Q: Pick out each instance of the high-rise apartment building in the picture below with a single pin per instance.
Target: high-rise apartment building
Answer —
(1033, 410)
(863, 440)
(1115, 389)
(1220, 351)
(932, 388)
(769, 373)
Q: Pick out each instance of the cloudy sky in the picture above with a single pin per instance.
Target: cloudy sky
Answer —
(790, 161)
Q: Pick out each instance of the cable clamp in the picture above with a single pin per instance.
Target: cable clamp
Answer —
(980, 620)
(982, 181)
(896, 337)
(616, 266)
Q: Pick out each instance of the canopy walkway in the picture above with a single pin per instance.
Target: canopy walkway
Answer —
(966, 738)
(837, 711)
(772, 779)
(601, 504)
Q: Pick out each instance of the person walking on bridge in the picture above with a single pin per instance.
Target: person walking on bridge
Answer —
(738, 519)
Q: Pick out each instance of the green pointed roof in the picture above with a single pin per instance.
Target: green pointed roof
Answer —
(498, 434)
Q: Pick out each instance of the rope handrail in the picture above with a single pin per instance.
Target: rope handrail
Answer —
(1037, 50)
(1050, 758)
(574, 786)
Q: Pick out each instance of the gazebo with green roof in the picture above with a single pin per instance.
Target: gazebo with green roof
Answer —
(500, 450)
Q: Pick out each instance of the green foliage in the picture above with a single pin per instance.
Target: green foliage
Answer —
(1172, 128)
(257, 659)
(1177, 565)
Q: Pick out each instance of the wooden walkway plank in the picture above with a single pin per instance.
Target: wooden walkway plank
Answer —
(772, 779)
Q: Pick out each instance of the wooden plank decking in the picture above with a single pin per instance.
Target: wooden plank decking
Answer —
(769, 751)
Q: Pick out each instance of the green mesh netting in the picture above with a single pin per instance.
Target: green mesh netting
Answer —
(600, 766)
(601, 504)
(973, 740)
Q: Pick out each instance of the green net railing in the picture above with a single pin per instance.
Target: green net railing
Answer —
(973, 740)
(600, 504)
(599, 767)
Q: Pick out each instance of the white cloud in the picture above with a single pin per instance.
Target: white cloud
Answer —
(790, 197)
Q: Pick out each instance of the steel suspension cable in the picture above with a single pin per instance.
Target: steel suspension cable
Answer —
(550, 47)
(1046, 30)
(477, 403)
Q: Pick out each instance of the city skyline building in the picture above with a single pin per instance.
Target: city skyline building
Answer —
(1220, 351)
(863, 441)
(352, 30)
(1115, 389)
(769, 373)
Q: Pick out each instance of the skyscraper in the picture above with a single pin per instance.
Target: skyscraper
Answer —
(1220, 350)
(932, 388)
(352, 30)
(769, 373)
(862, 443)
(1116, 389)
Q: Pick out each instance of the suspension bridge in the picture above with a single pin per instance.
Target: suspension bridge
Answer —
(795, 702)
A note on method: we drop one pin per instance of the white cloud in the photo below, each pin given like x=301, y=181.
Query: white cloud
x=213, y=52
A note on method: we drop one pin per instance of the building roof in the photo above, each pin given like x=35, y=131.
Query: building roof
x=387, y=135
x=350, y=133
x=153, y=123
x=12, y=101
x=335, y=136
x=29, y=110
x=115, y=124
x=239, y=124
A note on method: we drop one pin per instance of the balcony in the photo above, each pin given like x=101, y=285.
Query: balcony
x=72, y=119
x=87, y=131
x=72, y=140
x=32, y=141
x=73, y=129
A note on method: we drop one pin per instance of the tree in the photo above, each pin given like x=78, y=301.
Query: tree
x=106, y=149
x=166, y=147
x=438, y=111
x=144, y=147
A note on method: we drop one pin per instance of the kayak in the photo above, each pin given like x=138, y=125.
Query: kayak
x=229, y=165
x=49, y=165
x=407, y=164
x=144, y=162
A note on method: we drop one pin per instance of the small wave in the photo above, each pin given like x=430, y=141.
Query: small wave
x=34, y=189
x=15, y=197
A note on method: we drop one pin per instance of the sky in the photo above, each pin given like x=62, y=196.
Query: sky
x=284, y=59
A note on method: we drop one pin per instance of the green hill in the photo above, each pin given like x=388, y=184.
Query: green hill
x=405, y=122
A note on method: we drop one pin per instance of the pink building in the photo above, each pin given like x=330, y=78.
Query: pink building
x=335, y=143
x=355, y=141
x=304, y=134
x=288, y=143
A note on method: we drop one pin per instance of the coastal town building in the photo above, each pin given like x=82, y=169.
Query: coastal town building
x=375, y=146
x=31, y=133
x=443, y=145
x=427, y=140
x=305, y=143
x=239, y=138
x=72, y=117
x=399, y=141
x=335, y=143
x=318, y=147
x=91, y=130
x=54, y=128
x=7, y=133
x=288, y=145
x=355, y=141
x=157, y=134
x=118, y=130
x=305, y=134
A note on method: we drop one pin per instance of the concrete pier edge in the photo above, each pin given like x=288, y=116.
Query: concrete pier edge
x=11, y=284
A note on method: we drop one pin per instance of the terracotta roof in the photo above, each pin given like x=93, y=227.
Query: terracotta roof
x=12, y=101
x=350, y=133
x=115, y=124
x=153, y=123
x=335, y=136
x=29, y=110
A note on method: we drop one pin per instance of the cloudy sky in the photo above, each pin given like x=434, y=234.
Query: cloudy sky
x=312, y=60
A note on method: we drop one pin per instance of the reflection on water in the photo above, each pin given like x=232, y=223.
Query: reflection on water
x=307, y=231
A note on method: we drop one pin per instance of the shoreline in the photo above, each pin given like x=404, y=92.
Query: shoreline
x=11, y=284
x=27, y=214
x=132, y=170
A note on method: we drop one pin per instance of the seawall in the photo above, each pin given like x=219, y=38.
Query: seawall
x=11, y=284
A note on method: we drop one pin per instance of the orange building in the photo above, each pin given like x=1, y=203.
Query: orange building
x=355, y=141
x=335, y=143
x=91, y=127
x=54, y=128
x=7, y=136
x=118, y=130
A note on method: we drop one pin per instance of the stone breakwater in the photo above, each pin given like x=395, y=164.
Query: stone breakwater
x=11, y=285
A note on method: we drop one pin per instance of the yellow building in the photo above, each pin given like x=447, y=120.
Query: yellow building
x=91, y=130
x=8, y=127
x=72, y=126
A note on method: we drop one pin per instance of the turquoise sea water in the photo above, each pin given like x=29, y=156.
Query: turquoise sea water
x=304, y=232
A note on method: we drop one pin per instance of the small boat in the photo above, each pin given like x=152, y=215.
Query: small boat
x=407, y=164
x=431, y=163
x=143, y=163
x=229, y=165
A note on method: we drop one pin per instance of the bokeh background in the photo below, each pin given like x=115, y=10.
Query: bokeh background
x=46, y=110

* Task instructions *
Reproduce the records verbatim, beginning at the line that contains "like x=219, y=38." and continuing through the final line of the records.

* Output below *
A note on method: we drop one pin per instance of the seawall in the photo above, each pin given like x=219, y=38.
Query: seawall
x=11, y=284
A note on method: we drop one pin per instance of the orange building in the photo above, each pin given like x=1, y=203.
Query: orange building
x=355, y=141
x=335, y=143
x=91, y=127
x=54, y=128
x=7, y=136
x=118, y=130
A note on method: we drop one pin per instance of the stone breakwater in the photo above, each pin given like x=395, y=164.
Query: stone breakwater
x=11, y=285
A note on method: we drop one pin per instance of the yellow building in the photo above, each pin given like x=447, y=120.
Query: yellow building
x=91, y=130
x=8, y=127
x=72, y=126
A note on method: we drop one pin per instance of the turquoise sea water in the photo above, each pin given like x=29, y=156.
Query: turquoise sea water
x=304, y=232
A note on method: we drop one pin per instance of the small boat in the photo above, each pin given like x=152, y=215.
Query: small boat
x=407, y=164
x=431, y=163
x=143, y=163
x=229, y=165
A note on method: we drop one pin per instance of the bokeh background in the photo below, each pin given like x=115, y=10.
Query: bokeh background
x=46, y=110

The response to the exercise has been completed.